┌──

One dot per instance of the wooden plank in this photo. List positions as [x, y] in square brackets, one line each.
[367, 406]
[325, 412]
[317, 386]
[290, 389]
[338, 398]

└──

**Objective:** Please copy all of the data above word for word, keeping each line unchanged and in its original order.

**Reply:**
One dot per instance of the wooden plank in this photo. List positions as [x, y] in square brackets, one line each.
[367, 406]
[325, 412]
[317, 386]
[290, 389]
[338, 398]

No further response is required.